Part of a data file

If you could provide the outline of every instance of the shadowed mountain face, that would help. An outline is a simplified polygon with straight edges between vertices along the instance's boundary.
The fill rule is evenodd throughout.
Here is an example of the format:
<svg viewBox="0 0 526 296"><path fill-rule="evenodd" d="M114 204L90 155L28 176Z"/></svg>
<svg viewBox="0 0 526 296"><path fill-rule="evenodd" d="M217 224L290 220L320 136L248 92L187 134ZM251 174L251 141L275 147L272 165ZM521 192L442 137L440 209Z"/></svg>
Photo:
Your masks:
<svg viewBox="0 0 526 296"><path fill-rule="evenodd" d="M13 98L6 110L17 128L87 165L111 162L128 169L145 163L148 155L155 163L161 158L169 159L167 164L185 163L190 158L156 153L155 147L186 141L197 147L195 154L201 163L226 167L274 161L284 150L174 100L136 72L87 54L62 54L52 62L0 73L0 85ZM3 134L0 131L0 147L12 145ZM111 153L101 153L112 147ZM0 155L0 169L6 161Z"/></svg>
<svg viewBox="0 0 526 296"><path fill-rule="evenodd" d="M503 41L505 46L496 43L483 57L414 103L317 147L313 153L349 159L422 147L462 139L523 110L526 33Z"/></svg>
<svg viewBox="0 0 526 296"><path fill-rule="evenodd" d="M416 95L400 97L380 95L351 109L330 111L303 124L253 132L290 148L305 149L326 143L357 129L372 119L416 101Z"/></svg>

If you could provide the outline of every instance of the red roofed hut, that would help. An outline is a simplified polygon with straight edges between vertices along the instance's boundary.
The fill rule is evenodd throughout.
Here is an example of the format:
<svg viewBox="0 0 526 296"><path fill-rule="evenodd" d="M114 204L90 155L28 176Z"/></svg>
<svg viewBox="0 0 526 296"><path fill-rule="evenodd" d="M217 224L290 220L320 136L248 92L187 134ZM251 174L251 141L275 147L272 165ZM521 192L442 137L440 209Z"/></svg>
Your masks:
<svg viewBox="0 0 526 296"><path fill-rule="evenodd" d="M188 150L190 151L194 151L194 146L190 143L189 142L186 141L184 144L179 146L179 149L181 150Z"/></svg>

**YOUR GOAL:** Repeat the rows word for word, beginning at the line that contains "the red roofed" and continuing through the end of the rows.

**SOLUTION TO THE EXERCISE:**
If you could provide the outline of every instance of the red roofed hut, that would help. An outline is a simplified polygon with straight edges between vertices along the instance's boundary.
The fill rule is evenodd throughout.
Here is an example of the format:
<svg viewBox="0 0 526 296"><path fill-rule="evenodd" d="M114 204L90 155L28 176Z"/></svg>
<svg viewBox="0 0 526 296"><path fill-rule="evenodd" d="M217 224L290 220L320 136L248 92L187 134ZM251 174L251 141L275 147L272 165ZM521 192L442 137L440 209Z"/></svg>
Your masks:
<svg viewBox="0 0 526 296"><path fill-rule="evenodd" d="M188 150L190 151L194 151L194 146L190 143L189 142L186 141L184 144L179 146L179 149L181 150Z"/></svg>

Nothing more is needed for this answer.